Document excerpt:

- - - - - - -

It appears that when the train drew up in the Lyons Gare, they saw hundreds of enthusiastic compatriots cheering and waving flags and handkerchiefs, flowers everywhere, and heard the "Clarions de France," some broke down and cried like children. They had borne the privations and sufferings consequent to imprisonment for ten long months, but when they heard those sweet, clear notes, and saw the "tricolor" once more (Ils Avaient le Coeur Gros) they just gave way; that is, the weaker ones did.

At the mother-house of the Little Sisters of the Poor, at St. Bern, one hundred and twenty-five are installed in that quiet convent, in the midst of the rich fields, and the green and peaceful woods of Brittany, with those good little sisters to wait upon them and nurse them; with fine milk, butter and eggs, chickens and fresh vegetables to eat, they will soon recover and they can hardly express their feelings, poor fellows, but just sit smiling and cheery in the sun. Mere boys, many of them—thin-cheeked, fresh-colored, bright-eyed, but crippled for life. Older men, fathers of families, bronzed and calm, thankful to be in France, with the thought of soon returning to their wives and children. May they there regain their health and strength. To these brave ones, we all, Americans and French alike, owe an immense debt of gratitude, for, but for them and their like, we would be facing now a very different outlook.

- - - - - - -

Extracted records:
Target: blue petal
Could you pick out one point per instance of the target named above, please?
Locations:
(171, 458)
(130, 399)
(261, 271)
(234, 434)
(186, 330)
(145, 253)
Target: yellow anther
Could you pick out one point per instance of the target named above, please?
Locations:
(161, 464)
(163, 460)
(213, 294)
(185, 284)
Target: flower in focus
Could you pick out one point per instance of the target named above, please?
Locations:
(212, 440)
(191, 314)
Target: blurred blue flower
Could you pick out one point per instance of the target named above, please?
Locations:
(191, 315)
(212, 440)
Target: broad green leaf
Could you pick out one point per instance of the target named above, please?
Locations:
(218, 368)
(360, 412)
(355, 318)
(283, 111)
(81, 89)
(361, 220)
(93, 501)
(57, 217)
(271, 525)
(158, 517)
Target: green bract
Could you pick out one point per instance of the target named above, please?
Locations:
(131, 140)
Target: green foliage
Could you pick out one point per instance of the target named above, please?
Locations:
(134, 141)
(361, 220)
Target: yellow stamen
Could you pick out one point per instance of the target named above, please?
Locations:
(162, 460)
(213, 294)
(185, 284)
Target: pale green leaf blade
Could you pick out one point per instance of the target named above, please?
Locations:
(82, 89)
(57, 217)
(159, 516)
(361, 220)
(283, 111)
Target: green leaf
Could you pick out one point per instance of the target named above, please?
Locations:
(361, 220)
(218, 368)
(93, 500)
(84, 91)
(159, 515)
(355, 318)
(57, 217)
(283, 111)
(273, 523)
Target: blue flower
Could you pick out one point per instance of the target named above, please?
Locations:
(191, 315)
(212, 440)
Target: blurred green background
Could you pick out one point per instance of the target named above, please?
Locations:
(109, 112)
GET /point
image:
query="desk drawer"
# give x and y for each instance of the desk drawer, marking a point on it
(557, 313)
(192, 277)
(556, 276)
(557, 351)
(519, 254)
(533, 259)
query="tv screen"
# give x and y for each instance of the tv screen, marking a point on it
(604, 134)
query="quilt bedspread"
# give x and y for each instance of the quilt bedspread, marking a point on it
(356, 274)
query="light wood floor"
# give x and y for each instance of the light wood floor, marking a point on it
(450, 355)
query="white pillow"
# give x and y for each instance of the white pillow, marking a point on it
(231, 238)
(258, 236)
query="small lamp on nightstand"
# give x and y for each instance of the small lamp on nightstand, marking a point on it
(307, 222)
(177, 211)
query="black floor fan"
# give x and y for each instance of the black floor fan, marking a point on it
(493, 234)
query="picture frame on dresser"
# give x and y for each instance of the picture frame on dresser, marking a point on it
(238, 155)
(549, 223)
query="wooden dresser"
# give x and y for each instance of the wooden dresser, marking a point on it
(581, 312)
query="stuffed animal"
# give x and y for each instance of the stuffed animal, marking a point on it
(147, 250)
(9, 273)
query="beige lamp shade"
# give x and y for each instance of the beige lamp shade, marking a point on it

- - - - - - -

Assignment:
Decide whether each of the following statements agrees with the passage on the returning prisoners. Answer yes or no for each, and quote the words of the passage that settle it.
1. The men had been imprisoned for ten months.
2. Every one of the men broke down and cried at the Lyons Gare.
3. The convent at St. Bern stands in the middle of a city.

Completed exercise:
1. Yes: "for ten long months"
2. No: "some broke down and cried like children" and "that is, the weaker ones did"
3. No: "in the midst of the rich fields, and the green and peaceful woods of Brittany"